_WHAT IS REQUIRED_. Please print each of the items below verbatim, omitting the pictures.
┏━━
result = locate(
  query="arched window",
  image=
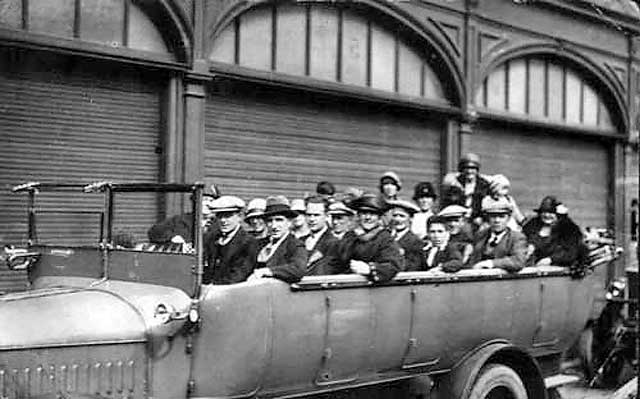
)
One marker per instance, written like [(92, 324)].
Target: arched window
[(332, 43), (115, 23), (545, 88)]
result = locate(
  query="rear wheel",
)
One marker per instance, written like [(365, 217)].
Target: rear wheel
[(497, 381)]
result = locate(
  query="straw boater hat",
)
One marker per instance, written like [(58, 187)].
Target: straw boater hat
[(279, 205), (339, 208), (227, 203), (368, 202), (500, 206), (453, 212), (256, 208), (408, 206)]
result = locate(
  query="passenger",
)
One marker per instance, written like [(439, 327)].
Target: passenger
[(178, 229), (320, 243), (556, 239), (341, 219), (441, 253), (400, 213), (474, 186), (230, 252), (460, 232), (254, 218), (371, 252), (299, 226), (326, 190), (499, 246), (281, 255), (499, 188), (424, 195), (390, 185)]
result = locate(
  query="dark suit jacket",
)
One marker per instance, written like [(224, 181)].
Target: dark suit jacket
[(230, 263), (510, 253), (411, 248), (289, 261), (379, 251), (322, 259)]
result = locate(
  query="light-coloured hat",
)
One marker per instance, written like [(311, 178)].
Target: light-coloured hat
[(408, 206), (453, 211), (339, 208), (279, 205), (298, 205), (497, 181), (256, 208), (393, 176), (227, 203), (492, 206)]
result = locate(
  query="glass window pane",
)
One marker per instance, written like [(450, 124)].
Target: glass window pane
[(382, 59), (354, 50), (290, 42), (556, 91), (224, 46), (255, 39), (324, 43), (102, 21), (517, 86), (410, 71), (573, 97), (496, 89), (536, 88)]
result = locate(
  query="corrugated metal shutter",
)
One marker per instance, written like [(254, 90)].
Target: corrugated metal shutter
[(263, 142), (575, 170), (62, 119)]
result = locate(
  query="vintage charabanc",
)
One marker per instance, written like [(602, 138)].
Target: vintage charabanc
[(102, 321)]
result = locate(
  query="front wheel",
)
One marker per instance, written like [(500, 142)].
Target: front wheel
[(497, 381)]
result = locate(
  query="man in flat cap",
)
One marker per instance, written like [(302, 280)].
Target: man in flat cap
[(498, 246), (281, 255), (254, 218), (178, 229), (390, 185), (400, 213), (424, 195), (230, 251), (474, 186)]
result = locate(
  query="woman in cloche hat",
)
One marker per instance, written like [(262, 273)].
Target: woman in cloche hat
[(371, 252), (553, 236), (280, 255)]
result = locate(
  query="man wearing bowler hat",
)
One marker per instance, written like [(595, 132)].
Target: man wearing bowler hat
[(230, 251), (320, 243), (178, 229), (498, 246), (281, 255), (424, 195), (474, 186), (371, 252), (400, 213)]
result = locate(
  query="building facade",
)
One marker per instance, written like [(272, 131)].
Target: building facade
[(263, 97)]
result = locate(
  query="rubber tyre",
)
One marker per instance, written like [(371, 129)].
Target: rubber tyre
[(497, 381)]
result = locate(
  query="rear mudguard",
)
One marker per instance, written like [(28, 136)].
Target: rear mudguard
[(459, 381)]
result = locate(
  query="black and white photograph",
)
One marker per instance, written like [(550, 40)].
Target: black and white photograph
[(411, 199)]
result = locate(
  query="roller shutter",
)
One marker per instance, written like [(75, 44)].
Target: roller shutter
[(63, 119), (263, 142), (575, 170)]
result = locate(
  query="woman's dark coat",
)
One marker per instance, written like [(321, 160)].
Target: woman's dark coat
[(564, 245)]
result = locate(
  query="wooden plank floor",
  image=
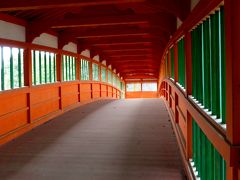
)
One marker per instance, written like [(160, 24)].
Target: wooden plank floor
[(105, 140)]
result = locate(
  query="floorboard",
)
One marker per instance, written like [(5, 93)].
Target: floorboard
[(106, 140)]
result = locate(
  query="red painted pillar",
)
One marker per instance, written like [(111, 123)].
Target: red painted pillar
[(232, 25), (176, 62)]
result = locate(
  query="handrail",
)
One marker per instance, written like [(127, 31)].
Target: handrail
[(214, 133)]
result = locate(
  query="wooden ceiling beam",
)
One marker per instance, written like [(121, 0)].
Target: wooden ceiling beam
[(15, 5)]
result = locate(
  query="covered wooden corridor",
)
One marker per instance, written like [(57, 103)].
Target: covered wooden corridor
[(68, 69), (105, 140)]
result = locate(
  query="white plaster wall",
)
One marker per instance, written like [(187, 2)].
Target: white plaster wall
[(12, 31), (96, 58), (46, 40), (86, 53), (71, 47), (194, 3)]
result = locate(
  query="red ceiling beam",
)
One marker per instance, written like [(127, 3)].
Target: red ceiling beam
[(14, 5)]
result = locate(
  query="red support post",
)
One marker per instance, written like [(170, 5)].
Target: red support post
[(232, 26), (175, 62)]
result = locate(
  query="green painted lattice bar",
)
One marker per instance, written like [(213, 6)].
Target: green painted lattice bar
[(209, 164), (166, 65), (103, 74), (85, 70), (43, 67), (11, 67), (208, 65), (68, 68), (172, 62), (95, 72), (181, 63), (110, 77)]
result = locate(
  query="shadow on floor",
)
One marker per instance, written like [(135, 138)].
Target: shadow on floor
[(105, 140)]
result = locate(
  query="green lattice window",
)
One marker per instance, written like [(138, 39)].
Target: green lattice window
[(110, 77), (181, 63), (85, 66), (172, 62), (43, 67), (208, 65), (68, 68), (95, 72), (103, 74)]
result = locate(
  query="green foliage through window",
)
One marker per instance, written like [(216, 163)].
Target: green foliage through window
[(172, 62), (103, 74), (209, 65), (181, 63), (43, 67), (68, 68), (85, 66), (95, 72), (11, 67), (109, 77)]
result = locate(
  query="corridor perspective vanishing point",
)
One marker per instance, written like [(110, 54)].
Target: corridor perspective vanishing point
[(120, 89)]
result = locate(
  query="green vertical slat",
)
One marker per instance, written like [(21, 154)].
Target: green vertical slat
[(199, 64), (202, 63), (207, 99), (214, 65), (193, 36), (19, 69), (34, 68), (74, 68), (2, 70), (11, 69), (81, 70), (223, 66), (172, 63), (70, 67), (66, 68), (199, 151), (40, 68), (50, 67), (63, 70), (45, 66), (193, 140), (54, 68)]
┗━━
_TASK OUTPUT_.
result = locate(
  query="arched window",
  image=
)
One marker per instance, written like [(92, 324)].
Target: arched window
[(332, 43), (115, 23), (545, 88)]
result = locate(
  query="rear wheel",
)
One marker per instance, written like [(365, 217)].
Target: rear wheel
[(497, 381)]
result = locate(
  query="straw boater hat",
)
One marker per instance, written like [(58, 187)].
Target: straw boater hat
[(279, 205), (339, 208), (227, 203), (368, 202), (500, 206), (453, 212), (256, 208), (408, 206)]
result = locate(
  query="passenger",
)
One marker per instance, written like [(439, 327)].
Target: passenger
[(178, 229), (320, 243), (556, 239), (341, 219), (441, 253), (400, 213), (474, 186), (230, 252), (460, 232), (254, 218), (371, 252), (299, 226), (326, 190), (499, 246), (281, 255), (499, 188), (424, 195), (390, 185)]
result = locate(
  query="dark suit jacket",
)
One marker per instance, written like [(224, 181)].
Target: dark suit jacket
[(230, 263), (510, 253), (411, 248), (289, 261), (379, 251), (322, 259)]
result = locate(
  query="light-coloured hat",
)
One marker per instance, written like [(311, 178)].
Target: light-coloured hat
[(408, 206), (453, 211), (339, 208), (279, 205), (298, 205), (497, 181), (256, 208), (393, 176), (227, 203), (492, 206)]
result = locate(
  query="glass window pane",
)
One marker per instance, written like [(450, 124)].
Target: glass window pane
[(382, 59), (354, 50), (290, 42), (556, 91), (224, 46), (255, 39), (324, 43), (102, 21), (517, 86), (410, 71), (573, 97), (496, 89), (536, 88)]
result = locate(
  query="corrugated metal shutter",
)
One marker per instance, written like [(254, 90)].
Target: corrugated metal shutter
[(263, 142), (575, 170), (62, 119)]
result = locate(
  query="vintage charabanc",
)
One marker per instance, written like [(602, 138)].
Target: vintage charabanc
[(102, 321)]
result = locate(
  query="front wheel",
)
One marker per instance, written like [(500, 142)].
Target: front wheel
[(497, 381)]
result = locate(
  query="man in flat cap",
)
One marker per instance, written like [(302, 280)].
Target: man in flat cap
[(498, 246), (281, 255), (254, 218), (178, 229), (390, 185), (400, 213), (424, 195), (230, 251), (474, 186)]
result = locate(
  query="woman in cloche hat",
)
One marker per instance, written like [(262, 273)].
Target: woman in cloche hat
[(371, 252), (553, 236), (280, 255)]
result = locate(
  query="man wearing bowler hat",
)
One marker per instance, written like [(595, 132)].
Target: man wearing bowler hat
[(230, 251), (320, 243), (178, 229), (498, 246), (281, 255), (424, 195), (474, 186), (371, 252), (400, 213)]
result = locate(
  query="building facade",
)
One marker per instance, written like [(272, 131)].
Target: building facade
[(263, 97)]
result = locate(
  query="rubber tyre",
)
One marker per instance, written like [(371, 129)].
Target: rubber tyre
[(497, 381)]
result = locate(
  query="rear mudguard",
)
One marker per instance, written like [(28, 136)].
Target: rear mudguard
[(459, 381)]
result = locate(
  query="black and white photograph",
)
One marker per instance, written like [(550, 40)].
Target: black and white photograph
[(411, 199)]
result = locate(
  query="roller shutter",
)
One marker per instance, written like [(75, 44)].
Target: roller shutter
[(63, 119), (263, 142), (575, 170)]
result = locate(
  query="woman's dark coat",
)
One marker per instance, written like [(321, 160)].
Target: woman's dark coat
[(564, 245)]
result = locate(
  query="wooden plank floor",
  image=
)
One marker per instance, written like [(160, 24)].
Target: wooden plank floor
[(105, 140)]
result = locate(
  query="floorboard",
)
One marker per instance, written like [(5, 93)].
Target: floorboard
[(106, 140)]
result = locate(
  query="red painted pillar",
)
One marker per instance, written like [(111, 123)].
Target: red painted pillar
[(232, 25), (176, 62)]
result = locate(
  query="handrail",
)
One marker per instance, written like [(127, 31)].
Target: handrail
[(214, 133)]
result = locate(
  query="wooden ceiling beam",
)
One marker per instance, written like [(121, 0)].
Target: wooden ceiling beam
[(15, 5)]
result = locate(
  query="covered wooden corridor",
)
One marker per instance, written like [(57, 103)].
Target: covered wooden corridor
[(68, 69), (105, 140)]
result = locate(
  query="white plaster wall",
)
One marker per instance, written like [(187, 2)].
Target: white plaster wall
[(12, 31), (96, 58), (46, 40), (86, 53), (71, 47), (194, 3)]
result = locate(
  query="red ceiling beam",
)
One marker per instance, written like [(127, 3)].
Target: red ceiling beam
[(14, 5)]
result = locate(
  query="red support post",
)
One marker per instance, written like [(170, 5)].
Target: red support post
[(232, 26), (175, 62)]
result = locate(
  query="green painted lattice bar",
)
One marker per instance, written like [(213, 6)].
Target: green painted lattice bar
[(209, 164), (166, 65), (103, 74), (85, 70), (43, 67), (11, 67), (208, 65), (68, 68), (172, 62), (95, 72), (181, 63), (110, 77)]
result = locate(
  query="shadow on floor",
)
One marker per instance, written like [(135, 138)].
Target: shadow on floor
[(105, 140)]
result = locate(
  query="green lattice window",
)
One marker per instance, written like [(138, 39)].
Target: green lattice window
[(110, 77), (181, 63), (85, 66), (172, 62), (43, 67), (208, 65), (68, 68), (95, 72), (103, 74)]
result = locate(
  query="green foliage through window",
)
One marker per instance, written like [(216, 163)].
Target: green foliage through window
[(172, 62), (103, 74), (209, 65), (181, 63), (43, 67), (68, 68), (85, 66), (95, 72), (11, 67), (109, 77)]
result = locate(
  query="corridor perspective vanishing point",
)
One marker per instance, written like [(110, 54)].
Target: corridor perspective vanishing point
[(120, 89)]
result = locate(
  query="green vertical slat",
)
One marker per instance, written like [(21, 154)].
Target: green vertical slat
[(199, 64), (202, 63), (207, 99), (214, 65), (193, 36), (19, 69), (34, 68), (74, 68), (2, 70), (11, 69), (81, 70), (223, 66), (172, 63), (70, 67), (66, 68), (199, 151), (40, 68), (50, 67), (63, 70), (45, 66), (193, 140), (54, 68)]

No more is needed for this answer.